%%

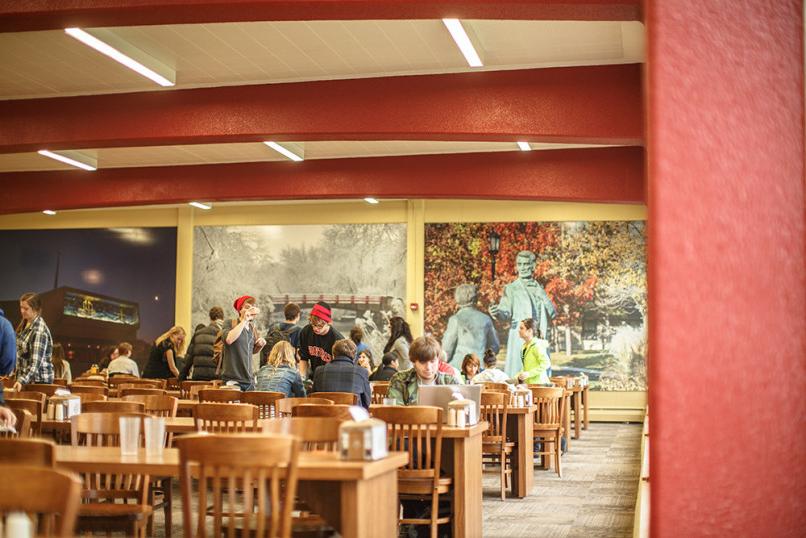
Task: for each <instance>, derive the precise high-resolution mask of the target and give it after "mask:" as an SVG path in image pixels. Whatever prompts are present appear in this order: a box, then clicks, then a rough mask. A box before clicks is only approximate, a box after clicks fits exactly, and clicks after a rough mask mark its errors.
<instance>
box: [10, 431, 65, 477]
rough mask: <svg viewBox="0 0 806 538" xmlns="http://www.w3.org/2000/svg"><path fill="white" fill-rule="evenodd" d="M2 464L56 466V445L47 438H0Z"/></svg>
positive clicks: (48, 466)
mask: <svg viewBox="0 0 806 538" xmlns="http://www.w3.org/2000/svg"><path fill="white" fill-rule="evenodd" d="M0 464H15V465H38V466H40V467H55V466H56V445H55V444H54V443H53V441H48V440H47V439H36V438H31V439H0ZM0 476H2V475H0Z"/></svg>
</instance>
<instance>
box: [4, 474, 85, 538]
mask: <svg viewBox="0 0 806 538" xmlns="http://www.w3.org/2000/svg"><path fill="white" fill-rule="evenodd" d="M0 476H2V477H3V479H2V480H0V517H3V516H6V515H7V514H9V513H11V512H24V513H26V514H36V515H37V516H40V517H38V518H37V519H38V525H37V527H38V530H37V532H36V535H37V536H51V535H53V536H59V537H65V538H66V537H68V536H73V529H74V528H75V524H76V515H77V513H78V505H79V502H80V501H81V481H80V480H79V479H78V477H77V476H76V475H75V474H74V473H68V472H65V471H60V470H56V469H51V468H48V467H43V466H32V465H20V464H17V463H14V464H0ZM56 516H58V518H56ZM51 529H52V530H51Z"/></svg>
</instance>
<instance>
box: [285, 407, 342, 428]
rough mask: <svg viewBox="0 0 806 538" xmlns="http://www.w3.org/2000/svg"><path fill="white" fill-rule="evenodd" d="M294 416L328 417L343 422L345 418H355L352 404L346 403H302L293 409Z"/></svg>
mask: <svg viewBox="0 0 806 538" xmlns="http://www.w3.org/2000/svg"><path fill="white" fill-rule="evenodd" d="M291 416H292V417H327V418H330V419H335V420H333V422H335V423H337V424H341V423H342V422H344V421H345V420H353V417H352V415H350V406H349V405H344V404H329V405H327V404H326V405H322V404H300V405H296V406H294V407H293V408H292V409H291Z"/></svg>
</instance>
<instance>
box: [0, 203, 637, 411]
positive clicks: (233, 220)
mask: <svg viewBox="0 0 806 538" xmlns="http://www.w3.org/2000/svg"><path fill="white" fill-rule="evenodd" d="M645 219H646V207H645V206H643V205H626V204H581V203H566V202H521V201H485V200H393V201H384V202H382V203H381V204H378V205H368V204H366V203H364V202H353V201H332V202H331V201H310V202H307V201H301V202H282V203H277V202H265V203H241V204H216V205H215V206H214V207H213V209H211V210H209V211H204V210H199V209H195V208H192V207H188V206H181V207H145V208H117V209H104V210H80V211H61V212H59V213H58V214H57V215H55V216H46V215H43V214H41V213H30V214H20V215H0V230H1V229H56V228H115V227H135V226H145V227H149V226H176V227H177V266H176V316H175V318H176V323H177V324H178V325H181V326H183V327H185V328H186V329H189V328H190V326H191V323H190V317H191V292H192V287H193V284H192V283H193V227H194V226H235V225H258V224H274V225H289V224H321V223H332V224H351V223H388V222H402V223H406V224H407V247H408V249H407V252H408V255H407V262H406V269H407V272H406V275H407V276H406V303H407V304H412V303H416V304H417V305H418V306H419V309H418V310H417V311H409V313H408V314H409V315H408V321H409V323H410V324H411V328H412V333H413V334H414V335H420V334H422V332H423V315H422V308H423V300H424V296H425V290H424V282H423V273H424V260H423V257H424V250H425V248H424V247H425V246H424V240H425V233H424V225H425V224H426V223H431V222H521V221H575V220H588V221H590V220H645ZM645 406H646V393H643V392H635V393H623V392H618V393H606V392H605V393H602V392H594V393H591V409H592V410H593V411H594V415H593V416H594V418H601V419H605V420H640V419H642V416H643V415H642V413H643V408H644V407H645Z"/></svg>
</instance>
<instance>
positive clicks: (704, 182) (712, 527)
mask: <svg viewBox="0 0 806 538" xmlns="http://www.w3.org/2000/svg"><path fill="white" fill-rule="evenodd" d="M647 5H648V10H647V21H648V31H649V55H648V64H647V65H648V67H647V68H648V90H647V94H648V107H647V121H648V130H647V143H648V164H649V168H648V172H649V173H648V181H649V226H648V231H649V275H648V276H649V311H650V316H649V321H650V326H649V330H650V332H649V350H650V353H651V357H650V360H649V387H650V393H649V396H650V409H651V415H652V421H651V423H650V424H651V435H650V438H651V440H652V443H651V444H650V450H651V453H650V461H651V465H652V467H651V470H650V474H651V480H652V481H651V484H652V495H651V516H650V517H651V535H652V536H653V537H658V538H664V537H678V536H686V537H698V536H748V537H754V536H758V537H767V536H775V537H787V536H791V537H796V536H803V533H804V527H805V526H806V511H805V510H804V499H806V434H804V425H805V424H806V398H805V397H804V394H806V271H805V270H804V268H806V223H805V222H804V215H806V213H804V207H806V199H805V197H804V175H803V174H804V163H803V155H804V128H803V121H804V105H803V96H804V92H803V90H804V85H803V60H804V58H803V11H802V10H803V4H802V2H800V1H798V0H776V1H773V2H754V1H738V2H737V1H735V0H712V1H709V2H703V1H701V0H677V1H675V2H647ZM694 43H696V46H693V44H694Z"/></svg>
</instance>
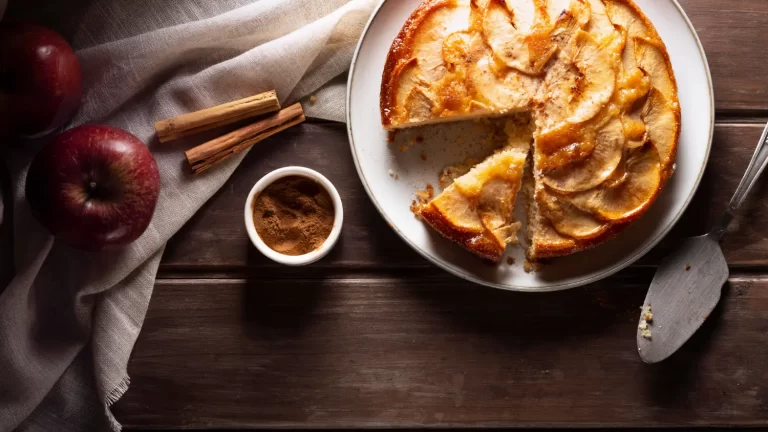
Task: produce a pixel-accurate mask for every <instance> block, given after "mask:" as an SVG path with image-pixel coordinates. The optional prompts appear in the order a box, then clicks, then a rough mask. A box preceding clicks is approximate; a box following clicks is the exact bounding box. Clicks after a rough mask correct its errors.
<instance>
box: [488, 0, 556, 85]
mask: <svg viewBox="0 0 768 432" xmlns="http://www.w3.org/2000/svg"><path fill="white" fill-rule="evenodd" d="M550 31H551V26H550V23H549V17H548V16H547V11H546V7H545V6H544V5H542V4H541V0H515V1H511V0H508V1H507V2H506V4H505V3H504V2H503V1H501V0H493V1H490V2H489V3H488V6H487V8H486V10H485V15H484V17H483V33H484V34H485V37H486V40H487V42H488V45H489V46H490V47H491V49H492V50H493V53H494V55H495V56H497V58H499V59H501V61H502V62H503V63H505V64H506V65H507V66H508V67H510V68H513V69H517V70H519V71H521V72H523V73H526V74H530V75H539V74H541V73H542V71H543V69H544V66H545V65H546V64H547V62H548V61H549V59H550V58H551V57H552V55H553V54H554V53H555V49H556V48H557V46H556V45H555V44H553V43H552V41H551V40H550V38H549V33H550Z"/></svg>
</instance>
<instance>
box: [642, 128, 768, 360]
mask: <svg viewBox="0 0 768 432" xmlns="http://www.w3.org/2000/svg"><path fill="white" fill-rule="evenodd" d="M767 137H768V125H766V128H765V130H764V131H763V135H762V137H761V138H760V142H759V143H758V144H757V149H755V154H754V156H752V161H751V162H750V164H749V167H748V168H747V172H746V174H744V178H743V179H742V180H741V183H740V184H739V187H738V188H737V189H736V193H735V194H734V196H733V198H732V199H731V202H730V203H729V204H728V208H727V209H726V210H725V213H723V217H722V219H721V220H720V222H719V223H718V224H717V225H716V226H715V227H714V228H713V229H712V231H711V232H710V233H709V234H707V235H704V236H701V237H694V238H690V239H687V240H685V241H684V242H683V243H682V245H681V246H680V247H679V248H678V249H677V250H676V251H675V252H674V253H673V254H672V255H670V256H669V257H667V258H665V259H664V260H663V261H662V263H661V265H659V268H658V270H656V275H655V276H654V277H653V282H651V288H650V289H649V290H648V295H647V296H646V298H645V304H644V306H643V312H642V313H641V316H640V325H638V330H637V348H638V350H639V353H640V357H641V358H642V359H643V361H645V362H646V363H656V362H660V361H662V360H664V359H666V358H667V357H669V356H670V355H672V354H674V353H675V352H676V351H677V350H678V348H680V347H681V346H682V345H683V344H684V343H685V342H686V341H687V340H688V339H690V337H691V336H692V335H693V334H694V333H695V332H696V330H698V329H699V327H701V325H702V324H703V323H704V320H706V319H707V317H708V316H709V314H710V313H711V312H712V310H713V309H714V308H715V306H716V305H717V302H718V301H719V300H720V293H721V291H722V288H723V284H724V283H725V281H726V280H728V264H727V263H726V261H725V257H724V256H723V251H722V250H721V249H720V238H721V237H722V236H723V233H724V232H725V229H726V228H727V227H728V225H729V224H730V222H731V220H733V217H734V215H735V214H736V211H737V210H738V208H739V206H741V204H742V203H743V202H744V199H745V198H746V196H747V194H748V193H749V191H750V190H751V189H752V186H754V185H755V183H756V182H757V179H758V177H760V174H762V173H763V171H764V170H765V167H766V165H768V144H767V143H766V138H767ZM649 307H650V313H648V308H649Z"/></svg>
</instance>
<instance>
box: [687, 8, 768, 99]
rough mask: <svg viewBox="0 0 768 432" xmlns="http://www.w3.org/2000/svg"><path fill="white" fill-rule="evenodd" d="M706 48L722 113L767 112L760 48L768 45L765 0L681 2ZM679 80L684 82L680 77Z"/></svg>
mask: <svg viewBox="0 0 768 432" xmlns="http://www.w3.org/2000/svg"><path fill="white" fill-rule="evenodd" d="M678 1H679V3H680V5H681V6H682V7H683V9H684V10H685V12H686V14H687V15H688V17H689V18H690V19H691V23H693V26H694V27H695V28H696V32H697V33H698V35H699V38H700V39H701V43H702V45H703V46H704V51H705V52H706V54H707V61H708V62H709V68H710V70H711V71H712V81H713V82H714V87H715V102H716V108H717V110H718V111H719V112H724V111H729V110H742V111H752V110H762V111H765V110H766V109H768V86H766V85H765V82H764V80H762V79H760V78H759V77H761V76H762V75H764V72H763V67H762V64H763V63H764V60H763V59H762V53H761V51H762V50H761V49H758V47H761V46H765V45H766V44H768V32H766V31H765V28H766V26H768V7H766V6H768V5H766V2H765V1H764V0H728V1H723V0H678ZM678 79H685V78H684V77H678ZM761 81H763V82H761Z"/></svg>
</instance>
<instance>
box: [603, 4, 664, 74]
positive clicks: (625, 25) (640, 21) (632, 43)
mask: <svg viewBox="0 0 768 432" xmlns="http://www.w3.org/2000/svg"><path fill="white" fill-rule="evenodd" d="M603 2H604V4H605V11H606V13H607V15H608V19H610V20H611V22H612V23H613V24H614V25H616V26H618V27H619V28H620V29H621V30H622V31H623V32H624V33H626V45H625V47H624V51H623V53H622V56H621V59H622V64H623V66H624V70H625V71H631V70H633V69H634V68H636V67H637V63H636V61H635V42H634V38H636V37H640V38H643V39H654V38H657V37H658V35H657V34H656V31H655V30H653V28H651V27H649V26H648V25H647V24H646V22H645V19H644V18H642V17H641V16H640V15H638V13H637V11H635V10H634V9H633V8H632V7H630V6H628V5H627V4H626V2H624V1H623V0H603Z"/></svg>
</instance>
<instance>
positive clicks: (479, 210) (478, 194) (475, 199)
mask: <svg viewBox="0 0 768 432" xmlns="http://www.w3.org/2000/svg"><path fill="white" fill-rule="evenodd" d="M505 132H506V134H507V139H506V145H505V146H504V147H503V148H502V149H500V150H498V151H497V152H496V153H494V154H493V155H491V156H489V157H488V158H487V159H485V160H484V161H483V162H481V163H479V164H477V165H475V166H474V167H473V168H472V169H471V170H470V171H469V172H468V173H466V174H464V175H463V176H461V177H459V178H457V179H456V180H454V181H453V183H452V184H450V185H449V186H448V187H446V188H445V190H444V191H443V192H442V193H440V194H439V195H438V196H437V197H435V198H434V199H433V200H431V201H429V202H428V203H426V204H425V205H424V206H422V207H421V208H419V209H418V210H417V215H418V216H420V217H421V218H422V219H423V220H424V221H425V222H427V223H428V224H429V225H430V226H431V227H432V228H434V229H435V230H436V231H437V232H439V233H440V234H441V235H443V236H444V237H446V238H447V239H449V240H451V241H453V242H455V243H458V244H459V245H461V246H463V247H464V248H465V249H467V250H469V251H470V252H472V253H474V254H475V255H478V256H480V257H482V258H485V259H487V260H490V261H493V262H499V261H500V260H501V258H502V256H503V255H504V252H505V250H506V248H507V245H509V244H512V243H516V242H517V231H518V230H519V229H520V223H519V222H517V221H516V220H515V214H514V213H515V200H516V199H517V194H518V192H519V191H520V186H521V182H522V179H523V172H524V170H525V165H526V160H527V159H528V153H529V150H530V143H531V137H532V136H531V131H530V128H528V127H521V126H520V125H518V124H517V122H516V121H515V120H508V121H507V122H506V127H505Z"/></svg>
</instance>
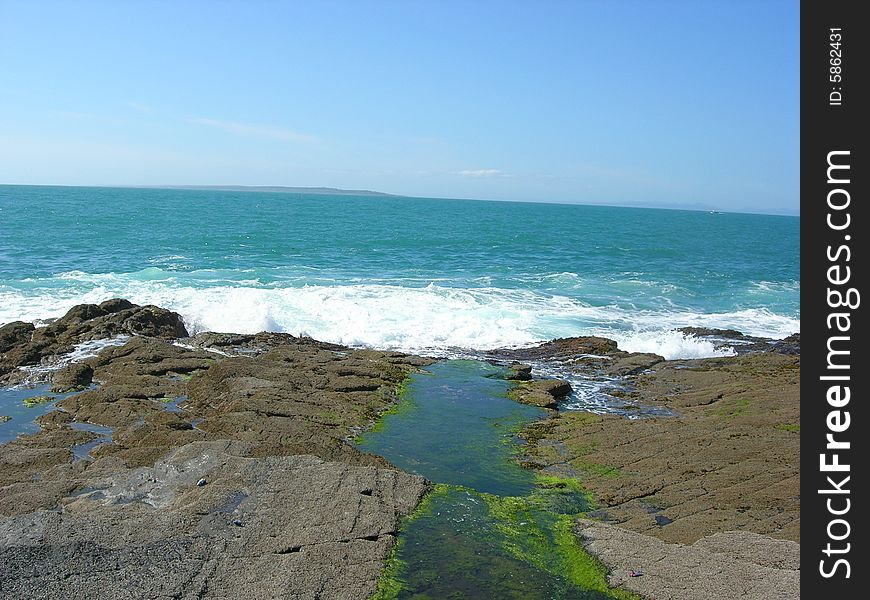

%%

Work to be completed — Look through the entries above. Extract each line with the word "image".

Worked solution —
Task: for each <instance>, derive the precise high-resolution mask of the target and give it after "mask:" as an SVG path in image pixels. Whatever prompts are present appear in this order: a box, then clicks, then a rough mask. A box before clicks is only approximate, a box after clicks fits exactly, and clicks after a rough mask mark its errors.
Task: produce a pixel-accurate mask for every <instance> block, given after "mask:" as an SVG path with image-pixel coordinates. The optional prompts appear in the order a box, then clicks, then a rough mask. A box preceding clicks is approximate; a box following clicks is the exact bounding box. Clicks after a rough mask correct its errors.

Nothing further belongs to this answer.